STATED TASK: Each line of the listing must be transcribed exactly, except for the images, which should be excluded.
•••••
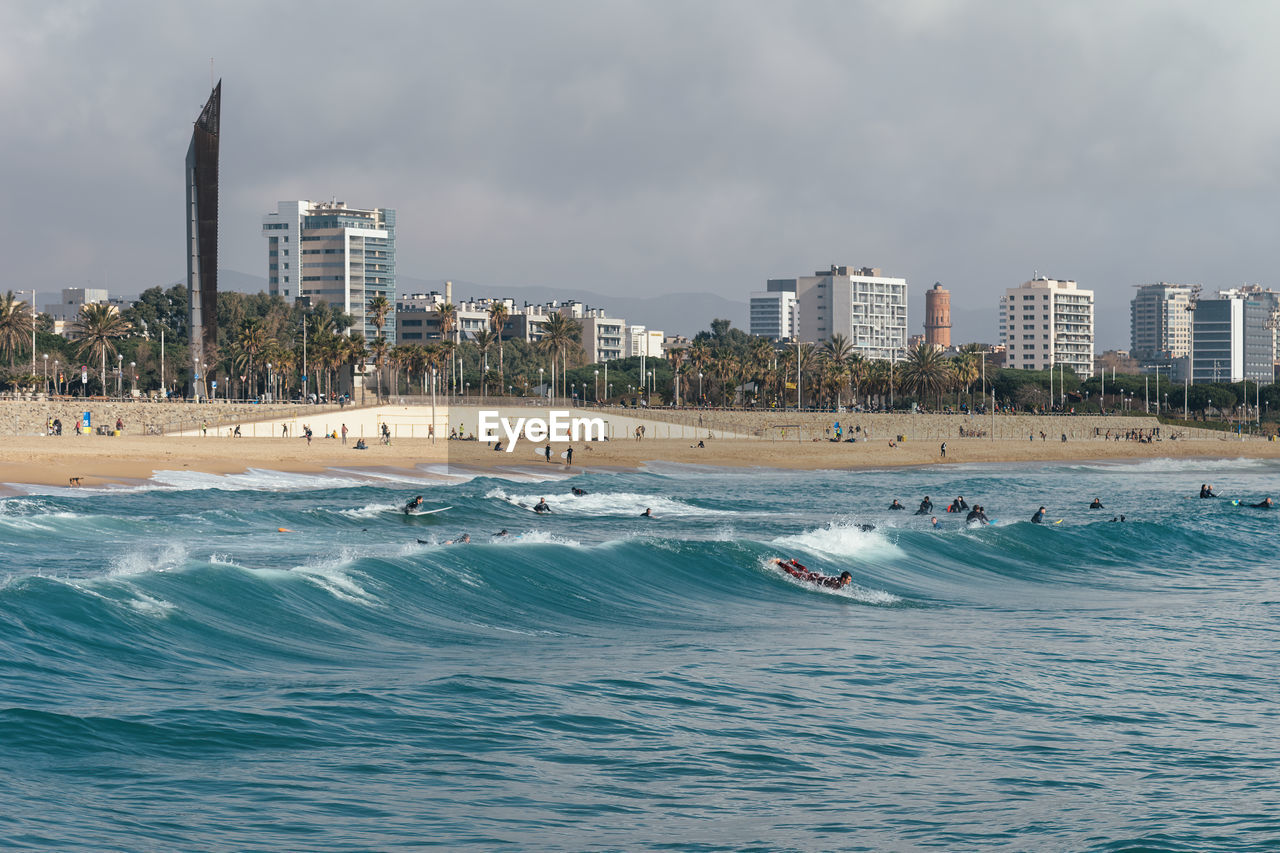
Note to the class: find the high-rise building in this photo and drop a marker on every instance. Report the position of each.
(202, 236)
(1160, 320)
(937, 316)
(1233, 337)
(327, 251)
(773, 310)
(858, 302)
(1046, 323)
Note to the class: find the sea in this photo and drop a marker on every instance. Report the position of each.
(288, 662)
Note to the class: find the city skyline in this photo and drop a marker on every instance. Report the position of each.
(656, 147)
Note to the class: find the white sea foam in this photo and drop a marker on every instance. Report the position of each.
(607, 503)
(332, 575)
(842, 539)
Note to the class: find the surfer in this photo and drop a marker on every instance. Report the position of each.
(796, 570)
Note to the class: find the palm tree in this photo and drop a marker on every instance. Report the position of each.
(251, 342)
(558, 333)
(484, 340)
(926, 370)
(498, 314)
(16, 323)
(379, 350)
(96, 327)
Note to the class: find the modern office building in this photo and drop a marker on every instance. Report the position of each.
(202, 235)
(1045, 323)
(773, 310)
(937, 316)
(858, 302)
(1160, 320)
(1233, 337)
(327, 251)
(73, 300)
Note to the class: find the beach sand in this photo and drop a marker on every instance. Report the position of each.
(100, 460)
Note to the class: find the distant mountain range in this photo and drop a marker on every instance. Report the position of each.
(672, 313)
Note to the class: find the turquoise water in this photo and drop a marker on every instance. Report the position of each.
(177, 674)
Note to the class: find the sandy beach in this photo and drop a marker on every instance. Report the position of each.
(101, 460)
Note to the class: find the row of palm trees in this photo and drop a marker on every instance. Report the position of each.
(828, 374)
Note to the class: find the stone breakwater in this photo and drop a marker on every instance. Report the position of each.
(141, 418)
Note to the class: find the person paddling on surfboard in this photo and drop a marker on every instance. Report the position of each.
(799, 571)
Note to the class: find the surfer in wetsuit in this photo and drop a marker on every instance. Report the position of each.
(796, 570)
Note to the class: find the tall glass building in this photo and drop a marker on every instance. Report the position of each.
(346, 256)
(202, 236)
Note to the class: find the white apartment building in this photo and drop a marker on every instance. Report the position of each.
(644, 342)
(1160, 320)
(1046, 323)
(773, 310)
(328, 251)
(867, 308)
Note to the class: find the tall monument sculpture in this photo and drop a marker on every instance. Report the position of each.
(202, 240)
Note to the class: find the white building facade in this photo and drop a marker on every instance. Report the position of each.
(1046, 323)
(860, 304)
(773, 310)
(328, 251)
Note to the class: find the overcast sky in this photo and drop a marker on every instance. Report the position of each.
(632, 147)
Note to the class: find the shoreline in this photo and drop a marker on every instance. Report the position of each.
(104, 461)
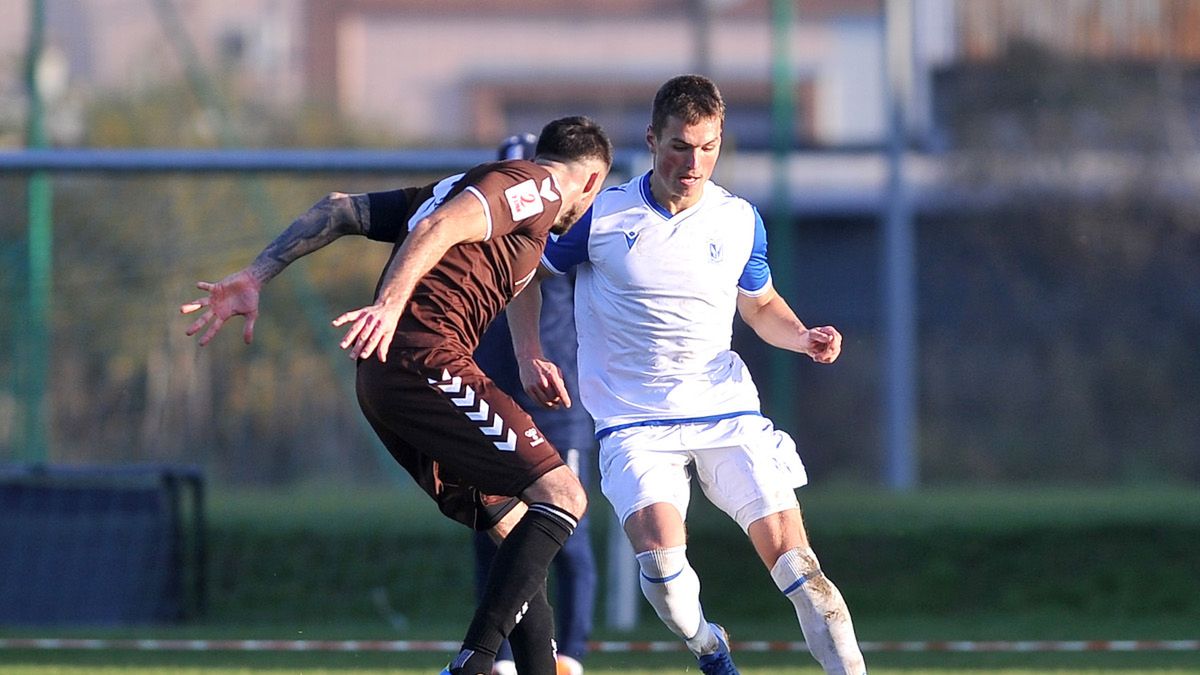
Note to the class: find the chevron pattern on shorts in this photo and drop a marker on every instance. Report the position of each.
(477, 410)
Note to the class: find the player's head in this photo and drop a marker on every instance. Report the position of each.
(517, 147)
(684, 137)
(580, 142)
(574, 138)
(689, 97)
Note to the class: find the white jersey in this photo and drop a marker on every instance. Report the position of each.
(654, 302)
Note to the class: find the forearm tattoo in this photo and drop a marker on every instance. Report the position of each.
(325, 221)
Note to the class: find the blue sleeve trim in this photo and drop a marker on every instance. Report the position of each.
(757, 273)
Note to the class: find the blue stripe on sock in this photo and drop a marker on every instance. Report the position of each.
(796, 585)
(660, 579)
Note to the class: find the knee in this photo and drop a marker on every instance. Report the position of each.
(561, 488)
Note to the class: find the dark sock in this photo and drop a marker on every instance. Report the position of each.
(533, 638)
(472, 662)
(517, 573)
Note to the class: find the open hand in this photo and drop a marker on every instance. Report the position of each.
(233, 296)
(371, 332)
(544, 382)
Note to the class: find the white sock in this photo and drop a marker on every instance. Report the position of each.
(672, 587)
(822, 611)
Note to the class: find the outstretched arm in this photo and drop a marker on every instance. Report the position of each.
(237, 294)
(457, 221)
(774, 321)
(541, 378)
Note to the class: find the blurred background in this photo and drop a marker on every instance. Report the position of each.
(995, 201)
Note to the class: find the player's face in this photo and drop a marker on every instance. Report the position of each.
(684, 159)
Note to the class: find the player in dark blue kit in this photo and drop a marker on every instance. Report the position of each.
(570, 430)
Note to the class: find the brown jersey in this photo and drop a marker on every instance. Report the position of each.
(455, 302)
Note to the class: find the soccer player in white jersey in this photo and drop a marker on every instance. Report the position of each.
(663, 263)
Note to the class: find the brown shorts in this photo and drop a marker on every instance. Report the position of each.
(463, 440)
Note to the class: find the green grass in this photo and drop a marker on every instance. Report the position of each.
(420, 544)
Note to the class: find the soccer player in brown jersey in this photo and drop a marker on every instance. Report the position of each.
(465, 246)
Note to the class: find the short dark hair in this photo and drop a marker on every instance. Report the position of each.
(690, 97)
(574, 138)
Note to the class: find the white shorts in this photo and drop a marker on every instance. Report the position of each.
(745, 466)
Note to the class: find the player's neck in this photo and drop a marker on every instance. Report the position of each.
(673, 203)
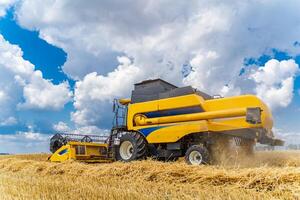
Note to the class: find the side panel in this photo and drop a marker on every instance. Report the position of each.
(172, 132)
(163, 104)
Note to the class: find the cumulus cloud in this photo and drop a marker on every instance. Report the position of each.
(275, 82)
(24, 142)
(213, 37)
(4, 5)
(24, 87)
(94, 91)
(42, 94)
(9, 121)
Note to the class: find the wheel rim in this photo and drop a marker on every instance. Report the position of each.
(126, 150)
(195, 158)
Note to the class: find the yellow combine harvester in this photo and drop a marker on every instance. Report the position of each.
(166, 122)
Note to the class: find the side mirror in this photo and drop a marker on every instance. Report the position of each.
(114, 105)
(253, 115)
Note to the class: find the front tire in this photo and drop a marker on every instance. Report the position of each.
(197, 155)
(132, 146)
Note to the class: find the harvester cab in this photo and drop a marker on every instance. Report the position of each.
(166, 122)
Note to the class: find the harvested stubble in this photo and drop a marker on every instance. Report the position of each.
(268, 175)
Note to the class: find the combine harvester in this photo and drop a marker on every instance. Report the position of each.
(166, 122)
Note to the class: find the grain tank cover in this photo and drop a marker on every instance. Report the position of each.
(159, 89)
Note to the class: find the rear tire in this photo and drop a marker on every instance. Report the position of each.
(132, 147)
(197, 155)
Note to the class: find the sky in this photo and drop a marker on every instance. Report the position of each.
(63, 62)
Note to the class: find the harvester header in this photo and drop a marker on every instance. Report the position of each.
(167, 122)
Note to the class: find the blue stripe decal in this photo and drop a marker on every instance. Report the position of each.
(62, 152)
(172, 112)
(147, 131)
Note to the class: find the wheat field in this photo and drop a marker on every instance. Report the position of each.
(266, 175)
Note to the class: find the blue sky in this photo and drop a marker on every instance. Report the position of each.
•••••
REPLY:
Note to the class: find the high-rise building in this photo and drop a marker on every instance. Report the position of each.
(202, 236)
(1160, 320)
(937, 316)
(1233, 337)
(327, 251)
(773, 310)
(858, 302)
(1046, 323)
Note to the class: find the sea in this photo and drop a marker on every instance. Report the position of each.
(288, 662)
Note to the class: find the city skyline in this photo and drop a marker on every instance. Report the position of each.
(656, 147)
Note to the class: find the white sea foam in this photo and drop a marker on every instance. Report the position of each.
(607, 503)
(332, 575)
(842, 539)
Note to the class: find the surfer in this photo and drop a marker on every instance. Report the position of each.
(796, 570)
Note to the class: find the palm tree in this photo and drop a marker on every instance. Report the position of each.
(251, 342)
(558, 333)
(484, 340)
(926, 370)
(498, 314)
(16, 323)
(379, 350)
(96, 327)
Note to the class: find the modern office building in this photo and drop a marker on every instance. Report the position of each.
(202, 235)
(1045, 323)
(773, 310)
(937, 316)
(858, 302)
(1160, 320)
(1233, 337)
(327, 251)
(73, 300)
Note to the class: find the beach sand in this photo and drop a marker on every instance. Report the position of each.
(100, 460)
Note to the class: find the distant mountain range in this photo and drop a marker on every instance. Report the position of each.
(672, 313)
Note to the class: find the turquoise water in this photo and drop a marker on every instance. Report the position of each.
(177, 674)
Note to the class: find the sandy beach in this photo and drop a marker on every instance. Report the position of each.
(101, 460)
Note to the class: find the row of palm trees in this photo and drop a marker on every instance. Report the position of each.
(828, 374)
Note to the class: find the stone breakwater in this photo and drop a marker on every instance. Report the position of each.
(141, 418)
Note to the class: find the person paddling on surfboard in this photo and drop a marker on every instance. Report the position of each.
(799, 571)
Note to the class: find the surfer in wetsuit in this photo and drop a marker on every instance. Report the position of each.
(796, 570)
Note to the class: find the tall glass building in this photo and drop a marker on every instance. Report the position of each.
(346, 256)
(202, 236)
Note to the class: find the white apartment building in this photo and drop a marker on every instance. Report the position of each.
(644, 342)
(1160, 320)
(1046, 323)
(773, 310)
(328, 251)
(867, 308)
Note to the class: find the tall monument sculpture in this photo and drop a marker on every instance. Report the position of each.
(202, 240)
Note to the class: find the white building facade in this photo and drop a marker on every instance. Report the position of each.
(1046, 323)
(860, 304)
(773, 310)
(328, 251)
Note to the class: find the overcast sky in this photo and drop a marker on every instance. Report the position of each.
(632, 147)
Note to the class: find the shoreline in this photo and drop a marker on every instance. Report the position of each.
(104, 461)
Note to the class: find the chevron pattern on shorts in this photo and drop a marker on every instance. Report the position of each.
(477, 410)
Note to the class: find the player's head in this photo and drop a marker on every instance. Report the position of each.
(517, 147)
(684, 137)
(580, 142)
(574, 138)
(689, 97)
Note to the class: find the white jersey in this photo and drop a marker on every instance. Report the position of each.
(654, 302)
Note to the class: find the forearm tattoo in this photo and drop a marker on every instance. Report the position of each.
(325, 221)
Note to the class: find the blue sleeve trim in this photo and drop a marker on every instance. Report the position of each.
(757, 273)
Note to the class: find the blue stripe on sock in this photo and drop a marker on every instance. Report the position of each.
(796, 585)
(660, 579)
Note to the class: find the knee in this photo and drop a marker on every instance. Report the position of each.
(561, 488)
Note to the class: find the dark sock in this photo and drop a marker on every instance. Report the position of each.
(533, 638)
(472, 662)
(517, 573)
Note to the class: find the open hand in this photo and drop a marker on every instance. Report the position of each.
(233, 296)
(371, 332)
(544, 382)
Note to the class: find the white sock in this photo and drop a marker on every instance. Report the position of each.
(672, 587)
(822, 611)
Note to the class: find the outstretched arm in this photo and drop a marker on every instance. Report the position of each.
(237, 294)
(457, 221)
(774, 321)
(541, 378)
Note to the class: find the blurred background in this photo and drop a marker on every instance. Report the position of each.
(995, 201)
Note to the class: find the player's face in this photo and drop a marker on every instance. Report the position of each.
(684, 159)
Note to the class: find the player in dark blue kit in this photo and drop a marker on every instance. Report the position of each.
(570, 430)
Note to the class: find the brown jersey in this photo and drop a marker on every instance. Report the position of each.
(455, 302)
Note to the class: find the soccer player in white jersey in this photo and drop a marker on every instance. Report the position of each.
(663, 263)
Note to the class: find the brown shorts in this photo and drop a marker on every instance. Report the position of each.
(463, 440)
Note to the class: find the green grass in this photo and drop a marker on every instance. Report the position of each.
(420, 544)
Note to the class: find the soccer player in brown jersey in this photo and drop a marker on every instance. Report the position of each.
(465, 246)
Note to the class: find the short dark hair in this photo and drop a marker on every instance. Report the position of each.
(690, 97)
(574, 138)
Note to the class: find the white shorts in this photo and drop a marker on every instance. Report the position of each.
(745, 466)
Note to the class: find the player's neck in this photo and drop a marker on every instance. Report the position of each.
(673, 203)
Note to the class: find the side panel in this photo and drop a marker on every instance. Report the position of each.
(172, 132)
(163, 104)
Note to the class: find the cumulus cloud in this photo and drop a marker on every instance. Report the position of each.
(275, 82)
(24, 142)
(213, 37)
(4, 5)
(24, 87)
(94, 91)
(42, 94)
(9, 121)
Note to the class: find the wheel rim in this photo and drop a marker on every instance. Report the position of each.
(126, 150)
(195, 158)
Note to the class: find the yellow combine harvester in this photo and drop a marker on every instance. Report the position of each.
(166, 122)
Note to the class: find the side mirror in this photo and drop a marker on every instance. Report the position of each.
(114, 105)
(253, 115)
Note to the class: find the front tire in this photo and drop a marker on every instance. Report the position of each.
(197, 155)
(132, 146)
Note to the class: find the harvester cab in this photo and drop a marker on every instance. Report the position of each.
(166, 122)
Note to the class: find the harvested stubble in this photo and drop a marker on every instance. Report the position of each.
(268, 175)
Note to the class: find the combine harvester in this photo and drop a marker on every instance. Report the position of each.
(166, 122)
Note to the class: find the grain tank cover in this photo and drop a marker on every instance. Report the position of each.
(159, 89)
Note to the class: find the rear tire in this photo and drop a marker on every instance. Report the position of each.
(132, 147)
(197, 155)
Note to the class: find the sky in this photo and drop a marker on every instance. Report the position of each.
(63, 62)
Note to the class: find the harvester header in this photo and drop a marker on every instance. Report the position of each.
(167, 122)
Note to the class: find the blue stripe decal in this photo and drop a marker on every instance. Report the position of each.
(62, 152)
(172, 112)
(147, 131)
Note to the class: find the wheat field in this photo and drop a marker on every instance. Report the position of each.
(266, 175)
Note to the class: find the blue sky in this photo and drop a marker on every instance. Report the position of each.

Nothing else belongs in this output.